• Passage provided:
----------------------------------------

I'm sorry if you don't like the law, and there are many laws I don't like, but sadly it applies to all of us including Airbnb.
Further to the previous presumptions and diversions explained here: https://community.withairbnb.com/t5/Hosting/Covid-Cancelations-up-until-30th-June/m-p/1298877/highli...
here's some more..
That article is based on ONE Barristers view on the Frustrated Contract Law and is not 'cut and dried'. Any 103 year old law is rife for a challenge and very likely to succeed. Also, as far as the UK is concerned the terms of the "hastily passed Coronavirus Act" could be challenged, in relation to the Frustrated Contract laws, the argument being that it was potentially over-reaching in some respects, and it may not actually have been necessary for some bookings to be cancelled.
Just why in this case you would want to incite Guests to cancel depriving Hosts of income - I don't quite understand? Hosts do want to make an income out of this, somehow, and even if @Mike-And-Jane0 offered a booking change for their guests rather than an EC policy refund it would be potentially better for both Guest and Hosts.
You seem very keen to promote guests to pursue legal action regarding EC legality. Will you be arbitrating for how Airbnb have abused your own legal rights with the 10000hosts.com arbitration for Hosts?
Yeah, they did extend the restriction on Short Term Rentals through June 12th. At this point I ended up having to call AirBnB support and am waiting to hear back from them. I was able to cancel one of the bookings without issue. But AirBnB wanted to charge me a $50 fee to cancel the second one. So we will see how that pans out. My experiences with AirBnB have all been good so far, so hopefully this will end up being the same. This has to be happening to all their hosts in Michigan right now, so all they have to do is set their system not to penalize Michigan hosts canceling bookings through that date. I can't understand why they haven't already done so.
I'm in the same boat. It is really confusing for guests too because here in the UP restaurants, bars, and retail are all open, but there is still a ban in place on STRs and hotels (unless they are providing housing for essential workers). It seems likely that these rules might be relaxed well before June 12, but regardless we need to have the ability to cancel these reservations without penalty.

----------------------------------------

• Activities:
1 - In the forum discussion on Airbnb cancellations, what fee did Airbnb want to charge to cancel the second booking?
2 - According to the forum discussion on Airbnb cancellations, why is the situation in the UP confusing for guests?
The material that comes next has no connection to the forum discussion above.

----------------------------------------

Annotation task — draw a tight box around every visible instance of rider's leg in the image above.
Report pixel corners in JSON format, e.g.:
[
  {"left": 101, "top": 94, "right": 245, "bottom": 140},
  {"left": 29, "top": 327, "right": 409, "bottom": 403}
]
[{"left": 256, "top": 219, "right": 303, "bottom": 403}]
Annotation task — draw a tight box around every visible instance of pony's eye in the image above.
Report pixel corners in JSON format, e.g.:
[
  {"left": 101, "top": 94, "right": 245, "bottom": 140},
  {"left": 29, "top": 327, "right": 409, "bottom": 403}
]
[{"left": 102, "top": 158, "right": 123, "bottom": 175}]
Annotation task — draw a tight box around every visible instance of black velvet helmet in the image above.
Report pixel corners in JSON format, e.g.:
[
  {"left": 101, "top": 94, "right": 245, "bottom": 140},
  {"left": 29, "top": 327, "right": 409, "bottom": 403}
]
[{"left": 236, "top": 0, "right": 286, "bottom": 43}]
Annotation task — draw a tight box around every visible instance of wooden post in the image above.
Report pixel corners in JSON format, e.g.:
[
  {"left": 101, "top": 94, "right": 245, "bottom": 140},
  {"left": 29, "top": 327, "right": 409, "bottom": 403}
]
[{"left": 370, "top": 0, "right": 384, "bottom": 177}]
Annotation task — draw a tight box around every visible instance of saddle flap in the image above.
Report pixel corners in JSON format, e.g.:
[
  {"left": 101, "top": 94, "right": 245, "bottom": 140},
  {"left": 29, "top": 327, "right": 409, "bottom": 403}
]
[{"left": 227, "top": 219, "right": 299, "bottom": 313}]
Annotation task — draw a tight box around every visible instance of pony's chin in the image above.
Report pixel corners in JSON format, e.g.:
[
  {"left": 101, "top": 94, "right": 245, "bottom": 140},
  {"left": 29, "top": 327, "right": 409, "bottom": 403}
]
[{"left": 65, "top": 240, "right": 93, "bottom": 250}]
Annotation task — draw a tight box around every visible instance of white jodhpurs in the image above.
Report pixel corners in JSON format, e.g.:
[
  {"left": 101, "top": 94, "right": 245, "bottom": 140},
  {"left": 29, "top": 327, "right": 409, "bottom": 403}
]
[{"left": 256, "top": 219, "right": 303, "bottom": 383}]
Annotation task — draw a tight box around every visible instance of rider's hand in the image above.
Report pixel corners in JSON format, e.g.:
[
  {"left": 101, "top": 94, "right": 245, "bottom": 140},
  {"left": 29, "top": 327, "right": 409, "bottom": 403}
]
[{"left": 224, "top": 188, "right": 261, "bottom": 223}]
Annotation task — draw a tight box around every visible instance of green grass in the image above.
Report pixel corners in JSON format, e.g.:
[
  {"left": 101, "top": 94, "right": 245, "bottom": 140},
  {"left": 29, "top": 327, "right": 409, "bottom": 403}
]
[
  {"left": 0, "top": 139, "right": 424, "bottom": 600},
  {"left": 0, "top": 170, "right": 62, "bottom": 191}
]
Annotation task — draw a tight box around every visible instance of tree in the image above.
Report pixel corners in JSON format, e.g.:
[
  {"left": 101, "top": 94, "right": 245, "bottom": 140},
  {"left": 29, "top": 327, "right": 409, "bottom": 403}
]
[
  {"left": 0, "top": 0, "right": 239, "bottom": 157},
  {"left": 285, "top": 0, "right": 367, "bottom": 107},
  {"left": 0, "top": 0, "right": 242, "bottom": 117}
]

----------------------------------------

• Responses to the tasks:
1 - $50.

2 - Restaurants, bars and retail in the UP are all open, but short-term rentals and hotels remain banned unless they house essential workers.